_Short task_
Find each line in the data below that contains the string "water", and copy those lines in full.

_Extracted data_
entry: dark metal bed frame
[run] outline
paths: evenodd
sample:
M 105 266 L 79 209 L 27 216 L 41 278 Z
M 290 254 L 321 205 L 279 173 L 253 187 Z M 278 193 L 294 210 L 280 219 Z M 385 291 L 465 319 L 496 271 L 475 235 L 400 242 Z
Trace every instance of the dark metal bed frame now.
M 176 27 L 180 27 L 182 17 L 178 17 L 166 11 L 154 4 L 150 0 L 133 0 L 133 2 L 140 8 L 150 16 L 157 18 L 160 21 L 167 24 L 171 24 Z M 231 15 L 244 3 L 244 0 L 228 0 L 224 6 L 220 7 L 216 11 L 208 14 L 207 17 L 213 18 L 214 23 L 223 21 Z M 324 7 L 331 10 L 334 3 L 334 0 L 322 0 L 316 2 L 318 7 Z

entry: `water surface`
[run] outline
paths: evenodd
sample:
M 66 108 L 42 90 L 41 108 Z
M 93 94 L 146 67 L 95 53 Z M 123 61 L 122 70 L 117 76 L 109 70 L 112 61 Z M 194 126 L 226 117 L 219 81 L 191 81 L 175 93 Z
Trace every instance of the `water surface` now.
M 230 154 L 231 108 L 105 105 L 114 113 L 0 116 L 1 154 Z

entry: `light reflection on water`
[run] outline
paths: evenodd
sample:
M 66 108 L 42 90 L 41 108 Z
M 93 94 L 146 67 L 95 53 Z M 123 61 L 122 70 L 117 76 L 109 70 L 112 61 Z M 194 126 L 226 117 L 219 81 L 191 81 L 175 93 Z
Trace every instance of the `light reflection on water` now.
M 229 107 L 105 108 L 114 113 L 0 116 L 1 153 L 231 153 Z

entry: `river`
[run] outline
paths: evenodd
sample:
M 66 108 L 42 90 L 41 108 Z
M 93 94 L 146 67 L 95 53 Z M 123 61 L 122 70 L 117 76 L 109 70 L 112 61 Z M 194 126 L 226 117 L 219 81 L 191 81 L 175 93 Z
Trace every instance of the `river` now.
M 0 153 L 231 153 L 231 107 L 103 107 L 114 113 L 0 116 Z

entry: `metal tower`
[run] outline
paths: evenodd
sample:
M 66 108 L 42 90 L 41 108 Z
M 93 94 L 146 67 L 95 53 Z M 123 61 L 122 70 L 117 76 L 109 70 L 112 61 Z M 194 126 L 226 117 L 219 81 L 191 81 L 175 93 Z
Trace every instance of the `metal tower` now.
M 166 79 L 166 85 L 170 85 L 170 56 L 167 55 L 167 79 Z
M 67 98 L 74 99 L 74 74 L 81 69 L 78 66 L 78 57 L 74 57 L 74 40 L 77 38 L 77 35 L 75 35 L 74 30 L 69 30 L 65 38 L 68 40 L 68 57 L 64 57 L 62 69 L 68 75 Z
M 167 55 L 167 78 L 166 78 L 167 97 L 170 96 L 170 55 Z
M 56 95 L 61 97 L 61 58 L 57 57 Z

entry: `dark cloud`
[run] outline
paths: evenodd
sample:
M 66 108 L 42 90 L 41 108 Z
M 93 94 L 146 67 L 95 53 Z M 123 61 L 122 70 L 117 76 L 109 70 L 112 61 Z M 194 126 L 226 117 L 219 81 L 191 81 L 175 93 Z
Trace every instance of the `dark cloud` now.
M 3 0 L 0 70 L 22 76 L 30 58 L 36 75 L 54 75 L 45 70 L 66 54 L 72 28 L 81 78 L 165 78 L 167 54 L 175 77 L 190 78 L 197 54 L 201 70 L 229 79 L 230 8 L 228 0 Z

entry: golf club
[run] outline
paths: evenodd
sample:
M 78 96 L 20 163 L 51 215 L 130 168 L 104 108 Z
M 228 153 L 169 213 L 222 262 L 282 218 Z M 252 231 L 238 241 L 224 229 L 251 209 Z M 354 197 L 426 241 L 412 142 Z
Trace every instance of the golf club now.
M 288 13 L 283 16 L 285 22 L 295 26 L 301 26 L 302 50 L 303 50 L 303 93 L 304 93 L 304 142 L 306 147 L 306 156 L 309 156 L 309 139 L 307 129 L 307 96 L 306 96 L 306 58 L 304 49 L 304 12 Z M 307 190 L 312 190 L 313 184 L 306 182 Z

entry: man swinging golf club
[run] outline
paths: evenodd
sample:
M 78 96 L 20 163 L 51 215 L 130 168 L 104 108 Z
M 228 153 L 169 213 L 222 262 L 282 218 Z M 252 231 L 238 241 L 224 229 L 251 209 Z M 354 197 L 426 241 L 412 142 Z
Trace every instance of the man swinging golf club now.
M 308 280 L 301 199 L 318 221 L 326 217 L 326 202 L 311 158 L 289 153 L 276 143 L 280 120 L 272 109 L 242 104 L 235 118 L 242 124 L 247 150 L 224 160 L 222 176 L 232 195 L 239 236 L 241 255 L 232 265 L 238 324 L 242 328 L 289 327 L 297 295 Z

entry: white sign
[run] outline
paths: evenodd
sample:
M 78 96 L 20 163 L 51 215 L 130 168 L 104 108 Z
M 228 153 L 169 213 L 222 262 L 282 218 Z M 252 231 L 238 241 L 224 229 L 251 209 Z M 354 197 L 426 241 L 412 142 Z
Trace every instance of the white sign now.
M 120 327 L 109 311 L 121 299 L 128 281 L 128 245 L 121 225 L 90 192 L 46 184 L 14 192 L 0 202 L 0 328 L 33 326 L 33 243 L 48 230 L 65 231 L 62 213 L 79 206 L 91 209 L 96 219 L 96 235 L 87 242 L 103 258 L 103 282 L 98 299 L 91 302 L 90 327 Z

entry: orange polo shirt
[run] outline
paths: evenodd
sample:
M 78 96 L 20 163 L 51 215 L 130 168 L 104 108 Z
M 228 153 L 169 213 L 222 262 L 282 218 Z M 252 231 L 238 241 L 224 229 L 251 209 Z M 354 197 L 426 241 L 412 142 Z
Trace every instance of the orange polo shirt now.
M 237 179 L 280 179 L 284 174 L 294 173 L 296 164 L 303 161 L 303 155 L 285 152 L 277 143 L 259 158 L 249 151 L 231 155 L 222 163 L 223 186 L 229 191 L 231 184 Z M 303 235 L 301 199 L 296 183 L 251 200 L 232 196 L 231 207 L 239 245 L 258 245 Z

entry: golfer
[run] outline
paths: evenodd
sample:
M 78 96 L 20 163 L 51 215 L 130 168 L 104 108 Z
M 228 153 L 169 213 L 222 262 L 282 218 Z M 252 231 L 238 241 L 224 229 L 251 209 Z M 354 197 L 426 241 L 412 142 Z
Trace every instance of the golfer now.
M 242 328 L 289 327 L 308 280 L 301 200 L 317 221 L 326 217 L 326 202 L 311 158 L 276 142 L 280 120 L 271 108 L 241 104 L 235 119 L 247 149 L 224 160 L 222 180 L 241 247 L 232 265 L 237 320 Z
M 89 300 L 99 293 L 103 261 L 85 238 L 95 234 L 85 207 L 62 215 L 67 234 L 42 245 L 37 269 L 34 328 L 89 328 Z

_Task answer_
entry: `water surface`
Trace every instance of the `water surface` now.
entry: `light reflection on water`
Trace every instance of the `light reflection on water` now.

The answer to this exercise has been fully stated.